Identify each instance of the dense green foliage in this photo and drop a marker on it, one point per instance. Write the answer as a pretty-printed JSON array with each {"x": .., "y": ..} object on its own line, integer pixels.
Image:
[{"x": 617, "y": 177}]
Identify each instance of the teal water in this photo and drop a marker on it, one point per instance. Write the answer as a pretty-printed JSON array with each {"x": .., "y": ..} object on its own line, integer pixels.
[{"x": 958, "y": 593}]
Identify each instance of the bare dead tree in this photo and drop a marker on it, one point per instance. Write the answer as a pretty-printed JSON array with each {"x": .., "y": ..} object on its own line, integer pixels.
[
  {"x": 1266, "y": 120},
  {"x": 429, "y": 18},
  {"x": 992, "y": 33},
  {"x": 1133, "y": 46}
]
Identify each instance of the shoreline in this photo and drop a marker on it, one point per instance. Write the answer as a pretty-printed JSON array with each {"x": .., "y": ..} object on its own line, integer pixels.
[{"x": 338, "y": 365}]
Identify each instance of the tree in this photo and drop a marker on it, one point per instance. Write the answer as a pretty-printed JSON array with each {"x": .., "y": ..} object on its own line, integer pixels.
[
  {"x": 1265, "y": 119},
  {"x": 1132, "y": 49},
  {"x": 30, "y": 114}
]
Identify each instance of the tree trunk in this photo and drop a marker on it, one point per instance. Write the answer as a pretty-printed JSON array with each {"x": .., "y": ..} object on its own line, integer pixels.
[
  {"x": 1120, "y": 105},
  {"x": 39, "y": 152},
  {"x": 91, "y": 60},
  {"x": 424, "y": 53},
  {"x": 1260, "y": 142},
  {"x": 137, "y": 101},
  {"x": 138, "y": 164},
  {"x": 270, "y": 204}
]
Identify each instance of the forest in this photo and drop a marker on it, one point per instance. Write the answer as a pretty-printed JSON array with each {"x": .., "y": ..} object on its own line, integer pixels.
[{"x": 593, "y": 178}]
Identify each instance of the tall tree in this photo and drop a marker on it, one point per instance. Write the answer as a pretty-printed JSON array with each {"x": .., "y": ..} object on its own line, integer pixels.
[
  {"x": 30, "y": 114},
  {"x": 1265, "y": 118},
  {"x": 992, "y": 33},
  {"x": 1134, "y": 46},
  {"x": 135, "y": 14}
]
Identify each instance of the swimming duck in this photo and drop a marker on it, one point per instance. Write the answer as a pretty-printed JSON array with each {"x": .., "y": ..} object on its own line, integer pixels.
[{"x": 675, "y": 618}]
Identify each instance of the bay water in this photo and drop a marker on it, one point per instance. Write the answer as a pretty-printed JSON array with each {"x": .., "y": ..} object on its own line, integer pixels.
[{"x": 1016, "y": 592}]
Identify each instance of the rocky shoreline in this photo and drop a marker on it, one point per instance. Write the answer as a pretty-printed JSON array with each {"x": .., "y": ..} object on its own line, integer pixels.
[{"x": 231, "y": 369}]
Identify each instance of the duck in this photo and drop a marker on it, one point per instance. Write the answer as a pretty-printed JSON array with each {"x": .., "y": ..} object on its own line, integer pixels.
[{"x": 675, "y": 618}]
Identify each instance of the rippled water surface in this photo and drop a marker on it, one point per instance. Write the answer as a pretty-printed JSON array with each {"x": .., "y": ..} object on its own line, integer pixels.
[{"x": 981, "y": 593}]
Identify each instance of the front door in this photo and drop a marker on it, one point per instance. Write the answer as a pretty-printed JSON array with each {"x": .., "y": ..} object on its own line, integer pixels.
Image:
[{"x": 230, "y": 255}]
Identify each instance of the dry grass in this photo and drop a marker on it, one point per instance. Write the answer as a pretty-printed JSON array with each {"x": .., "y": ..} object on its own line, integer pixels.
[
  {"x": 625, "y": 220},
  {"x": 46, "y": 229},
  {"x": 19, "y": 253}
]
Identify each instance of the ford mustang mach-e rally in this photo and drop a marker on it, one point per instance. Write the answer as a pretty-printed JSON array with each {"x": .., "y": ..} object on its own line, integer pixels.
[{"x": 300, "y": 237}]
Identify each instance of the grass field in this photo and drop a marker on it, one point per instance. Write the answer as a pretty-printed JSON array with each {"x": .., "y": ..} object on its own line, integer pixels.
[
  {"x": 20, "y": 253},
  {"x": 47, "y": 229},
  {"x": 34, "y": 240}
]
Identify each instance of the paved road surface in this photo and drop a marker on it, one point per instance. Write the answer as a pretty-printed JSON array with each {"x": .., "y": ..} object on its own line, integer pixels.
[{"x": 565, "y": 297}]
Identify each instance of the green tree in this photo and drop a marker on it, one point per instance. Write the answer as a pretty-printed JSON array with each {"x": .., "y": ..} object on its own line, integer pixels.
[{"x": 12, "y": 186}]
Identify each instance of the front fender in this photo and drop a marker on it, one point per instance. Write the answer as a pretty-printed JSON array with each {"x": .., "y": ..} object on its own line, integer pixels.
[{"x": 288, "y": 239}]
==========
### ACTIVITY
Exact retyping is needed for the line with "Identify each instance of the front fender" and for each line after it through the end of the listing above; no other lines belong.

### TASK RESPONSE
Identify each instance of the front fender in this photo and drop a marker on it, one point per instance. Write the answer as a pretty-printed JSON array with each {"x": .., "y": ..} object on its own line, integer pixels.
[{"x": 288, "y": 239}]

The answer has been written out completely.